Listed entries below:

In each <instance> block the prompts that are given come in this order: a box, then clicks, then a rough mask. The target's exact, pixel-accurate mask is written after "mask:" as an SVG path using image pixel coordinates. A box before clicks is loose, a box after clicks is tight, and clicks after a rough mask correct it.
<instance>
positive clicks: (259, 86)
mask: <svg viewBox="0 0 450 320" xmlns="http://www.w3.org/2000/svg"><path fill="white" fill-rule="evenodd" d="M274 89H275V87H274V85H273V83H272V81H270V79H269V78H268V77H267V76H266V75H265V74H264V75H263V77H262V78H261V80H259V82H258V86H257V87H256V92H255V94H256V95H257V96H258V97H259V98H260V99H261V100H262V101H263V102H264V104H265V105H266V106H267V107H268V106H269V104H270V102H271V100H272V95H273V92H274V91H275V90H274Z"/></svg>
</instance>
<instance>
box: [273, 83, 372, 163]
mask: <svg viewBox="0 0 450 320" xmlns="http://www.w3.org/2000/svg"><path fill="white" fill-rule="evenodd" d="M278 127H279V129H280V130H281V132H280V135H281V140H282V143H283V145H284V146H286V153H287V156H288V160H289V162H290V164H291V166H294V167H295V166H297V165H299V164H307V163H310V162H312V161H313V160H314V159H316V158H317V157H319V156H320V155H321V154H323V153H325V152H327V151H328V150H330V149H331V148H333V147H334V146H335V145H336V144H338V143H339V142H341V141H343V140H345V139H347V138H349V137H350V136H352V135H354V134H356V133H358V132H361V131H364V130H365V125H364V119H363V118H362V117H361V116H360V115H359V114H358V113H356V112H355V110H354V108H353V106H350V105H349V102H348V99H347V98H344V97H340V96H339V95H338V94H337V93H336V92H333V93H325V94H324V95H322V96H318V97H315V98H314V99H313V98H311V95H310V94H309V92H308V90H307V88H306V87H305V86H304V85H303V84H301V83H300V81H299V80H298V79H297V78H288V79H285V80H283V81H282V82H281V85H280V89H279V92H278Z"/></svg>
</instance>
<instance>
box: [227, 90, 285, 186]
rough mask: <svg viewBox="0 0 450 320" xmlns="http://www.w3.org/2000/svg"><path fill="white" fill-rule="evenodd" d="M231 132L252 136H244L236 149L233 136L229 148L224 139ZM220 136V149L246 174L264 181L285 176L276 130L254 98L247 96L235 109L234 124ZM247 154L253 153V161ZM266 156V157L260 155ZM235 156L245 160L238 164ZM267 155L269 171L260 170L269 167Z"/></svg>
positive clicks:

End of Listed entries.

Work instructions. Pull out every line of the listing that contains the string "clicks", matching case exactly.

Exercise answer.
In each <instance> block the prompts that are given come in this order: a box, then clicks, then a rough mask. The target's exact, pixel-accurate mask is written after "mask:" as an SVG path using image pixel coordinates. A box before clicks is loose, a box after clicks is tight, and clicks after a rough mask correct it.
positive clicks: (259, 86)
positive clicks:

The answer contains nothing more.